§ Brano proposto

····················

La coincidenza che permise alla chiesa romana di uscire indenne da questi smacchi e anzi di far valere tutta la sua autorità e il suo prestigio, si verificò nel corso del Concilio di Ferrara-Firenze (1438-39), con cui poté ottenere una cosa che dal 1054 (anno delle reciproche scomuniche) sembrava impossibile da realizzare: la sottomissione dell'intera chiesa bizantina.

Artefice di questa impresa eccezionale fu il papa Eugenio IV, che poté sfruttare magnificamente il fatto che Costantinopoli stava crollando sotto i colpi delle armate turche, sicché il basileus in persona, Giovanni VIII Paleologo, era venuto in Italia, disperato, a chiedere aiuti militari, offrendo in cambio, non senza il consenso di alcuni importanti prelati ortodossi, il riconoscimento del primato giurisdizionale della sede cattolico-romana su quella bizantina.

Fu proprio grazie all'unione della chiesa greca con quella latina (durata dal 1439 al 1456) che il papato riuscì a trionfare sui suoi nemici interni, ripristinando il suo primato sui filo-conciliaristi. Ma fu proprio anche grazie a quella unione che la chiesa russa, la prima a rigettarla, prese a considerarsi come legittima erede della chiesa greca e Mosca come la "Terza Roma".

LO SCISMA D'OCCIDENTE (1378-1417) E IL CONCILIO DI COSTANZA (1414-1418)

L'origine dello scisma è da ricercare nel trasferimento della sede apostolica da Avignone a Roma, voluta da papa Gregorio XI nel 1377, dopo circa un settantennio di permanenza nella cittadina provenzale. Morto Gregorio, l'anno successivo i Romani si sollevarono contro il collegio cardinalizio, con l'obiettivo di scongiurare la prevedibile elezione dell'ennesimo papa francese, che nei loro timori avrebbe potuto disporre il ritorno della Curia ad Avignone. Il popolo reclamò a gran voce la scelta di un papa gradito.

L'8 aprile 1378 i cardinali, spaventati dal clamore popolare, si riunirono in conclave ed elessero al trono di Pietro il napoletano Bartolomeo Prignano, arcivescovo di Bari, che assunse il nome di Urbano VI (1378-89), già amministratore della Cancelleria Apostolica ad Avignone, ma estraneo al Collegio cardinalizio.

Una volta eletto, egli si oppose fermamente all'idea di spostare di nuovo la sede del papato ad Avignone, sicché la tensione fra cardinali filo-avignonesi e filo-romani divenne altissima. Ad un certo punto i cardinali francesi cominciarono a dire sia che Urbano era stato scelto sotto la minaccia di violenza da parte del popolo, sia che la sede era ancora vacante, sia che Urbano era un apostata.

····················

§ Elenco fornito
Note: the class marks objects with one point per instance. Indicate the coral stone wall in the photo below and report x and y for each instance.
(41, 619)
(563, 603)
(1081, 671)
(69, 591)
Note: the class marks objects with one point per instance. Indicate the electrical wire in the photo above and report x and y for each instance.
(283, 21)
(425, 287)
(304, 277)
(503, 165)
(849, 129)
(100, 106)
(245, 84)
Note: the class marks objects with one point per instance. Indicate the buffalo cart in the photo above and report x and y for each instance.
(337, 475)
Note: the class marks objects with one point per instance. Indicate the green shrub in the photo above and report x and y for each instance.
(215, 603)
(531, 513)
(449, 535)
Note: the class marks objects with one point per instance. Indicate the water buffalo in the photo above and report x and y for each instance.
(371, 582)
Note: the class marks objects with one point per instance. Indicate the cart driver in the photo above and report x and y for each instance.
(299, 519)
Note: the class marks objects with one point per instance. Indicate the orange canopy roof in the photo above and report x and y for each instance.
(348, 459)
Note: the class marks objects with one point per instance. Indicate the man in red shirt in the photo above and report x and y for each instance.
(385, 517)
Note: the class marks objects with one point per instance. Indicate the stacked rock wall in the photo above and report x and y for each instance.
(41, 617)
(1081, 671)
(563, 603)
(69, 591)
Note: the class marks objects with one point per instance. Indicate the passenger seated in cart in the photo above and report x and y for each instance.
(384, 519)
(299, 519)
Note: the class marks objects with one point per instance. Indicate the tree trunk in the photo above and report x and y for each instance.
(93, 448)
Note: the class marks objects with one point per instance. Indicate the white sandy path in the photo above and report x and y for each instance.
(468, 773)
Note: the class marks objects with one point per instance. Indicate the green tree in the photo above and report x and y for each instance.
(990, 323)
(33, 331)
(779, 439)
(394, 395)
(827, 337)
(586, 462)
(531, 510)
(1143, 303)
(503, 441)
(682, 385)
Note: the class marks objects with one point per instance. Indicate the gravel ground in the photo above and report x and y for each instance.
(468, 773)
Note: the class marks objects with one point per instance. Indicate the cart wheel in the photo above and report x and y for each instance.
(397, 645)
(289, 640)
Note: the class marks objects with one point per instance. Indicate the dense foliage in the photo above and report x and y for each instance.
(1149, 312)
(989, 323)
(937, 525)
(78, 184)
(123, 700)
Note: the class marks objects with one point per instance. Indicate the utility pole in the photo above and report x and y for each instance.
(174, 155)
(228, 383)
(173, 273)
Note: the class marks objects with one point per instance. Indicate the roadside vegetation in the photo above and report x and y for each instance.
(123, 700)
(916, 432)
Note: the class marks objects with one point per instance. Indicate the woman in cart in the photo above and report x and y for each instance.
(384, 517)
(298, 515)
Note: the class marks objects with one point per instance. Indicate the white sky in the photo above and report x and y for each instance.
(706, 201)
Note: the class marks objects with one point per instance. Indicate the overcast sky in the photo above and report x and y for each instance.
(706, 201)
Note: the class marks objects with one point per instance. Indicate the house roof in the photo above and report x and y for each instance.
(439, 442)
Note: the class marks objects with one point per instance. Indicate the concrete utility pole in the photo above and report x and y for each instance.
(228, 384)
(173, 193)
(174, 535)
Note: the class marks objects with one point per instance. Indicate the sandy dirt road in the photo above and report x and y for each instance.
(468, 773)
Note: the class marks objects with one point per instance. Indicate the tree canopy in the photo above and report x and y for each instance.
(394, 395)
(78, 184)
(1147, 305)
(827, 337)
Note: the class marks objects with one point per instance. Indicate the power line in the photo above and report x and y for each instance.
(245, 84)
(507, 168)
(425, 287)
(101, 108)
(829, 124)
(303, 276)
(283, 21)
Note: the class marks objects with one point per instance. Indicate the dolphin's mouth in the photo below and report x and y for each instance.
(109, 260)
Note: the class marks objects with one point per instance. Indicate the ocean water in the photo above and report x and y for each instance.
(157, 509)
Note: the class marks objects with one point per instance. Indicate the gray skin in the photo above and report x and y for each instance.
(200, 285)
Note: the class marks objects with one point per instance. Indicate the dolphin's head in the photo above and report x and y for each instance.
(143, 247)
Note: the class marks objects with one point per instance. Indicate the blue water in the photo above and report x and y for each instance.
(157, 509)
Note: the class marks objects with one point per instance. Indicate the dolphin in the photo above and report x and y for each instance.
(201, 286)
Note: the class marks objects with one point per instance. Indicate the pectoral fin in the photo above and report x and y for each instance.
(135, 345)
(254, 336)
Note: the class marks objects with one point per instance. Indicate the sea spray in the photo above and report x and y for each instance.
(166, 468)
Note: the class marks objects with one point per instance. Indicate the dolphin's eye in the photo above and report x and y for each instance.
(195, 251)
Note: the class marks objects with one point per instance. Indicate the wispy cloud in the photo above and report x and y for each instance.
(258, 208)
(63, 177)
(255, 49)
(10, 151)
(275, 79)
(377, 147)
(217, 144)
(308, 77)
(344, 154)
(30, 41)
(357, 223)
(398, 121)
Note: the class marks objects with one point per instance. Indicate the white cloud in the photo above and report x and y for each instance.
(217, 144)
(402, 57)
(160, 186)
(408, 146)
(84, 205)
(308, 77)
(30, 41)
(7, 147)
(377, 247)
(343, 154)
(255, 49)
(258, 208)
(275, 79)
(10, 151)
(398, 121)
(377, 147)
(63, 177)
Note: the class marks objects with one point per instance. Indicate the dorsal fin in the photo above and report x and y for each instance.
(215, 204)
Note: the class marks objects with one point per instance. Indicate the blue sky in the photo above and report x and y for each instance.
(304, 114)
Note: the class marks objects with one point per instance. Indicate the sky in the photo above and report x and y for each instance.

····················

§ Esercizi proposti
A - Secondo il brano proposto, con quale nome salì al trono di Pietro Bartolomeo Prignano?
B - Prosegui il brano proposto a partire dalla sua ultima frase.

§ Soluzioni
A - Assunse il nome di Urbano VI.

B -
L'imperatore Carlo IV gli era favorevole, ma non il re di Francia Carlo V, che indusse i cardinali francesi a eleggere papa il cardinale Robert di Ginevra (il "boia di Cesena", in quanto responsabile del cosiddetto "Sacco dei Bretoni"), col nome di Clemente VII, che ristabilì la propria sede ad Avignone, in opposizione alla corte romana di Urbano VI.

Con due pontefici in carica la Chiesa occidentale fu spezzata in due corpi autocefali e la stessa comunità dei fedeli risultò divisa fra "obbedienza romana" e "obbedienza avignonese". A fianco di Urbano VI si schierarono, oltre all'imperatore, Ungheria, Polonia, Svezia, Danimarca, Portogallo, Inghilterra, Fiandre e Italia (ma non il regno di Napoli, ch'era governato dai francesi). All'obbedienza avignonese si allinearono invece i regni di Francia, Aragona, Castiglia, Cipro, Borgogna, Napoli, Scozia, Sicilia e il Ducato di Savoia.

Prima di trasferire la sede ad Avignone, Clemente VII, coi suoi Bretoni mercenari, cercò di occupare Roma, ma fu sconfitto da Alberico da Barbiano. Subito dopo Urbano VI ne approfittò per dichiarare la sovrana di Napoli, Giovanna, eretica e scismatica e per offrire il regno di lei a Carlo di Durazzo, che infatti se lo prese, col titolo di re Carlo III, e non mancò di farla strangolare.

Fu a questo punto che Urbano VI cominciò a dar segni di spiccato autoritarismo, in quanto non voleva avere alcun tipo di sorpresa da parte dei francesi. I cardinali però cominciarono a tramare contro di lui con l'aiuto dello stesso Carlo III, che non voleva sentirsi suo vassallo.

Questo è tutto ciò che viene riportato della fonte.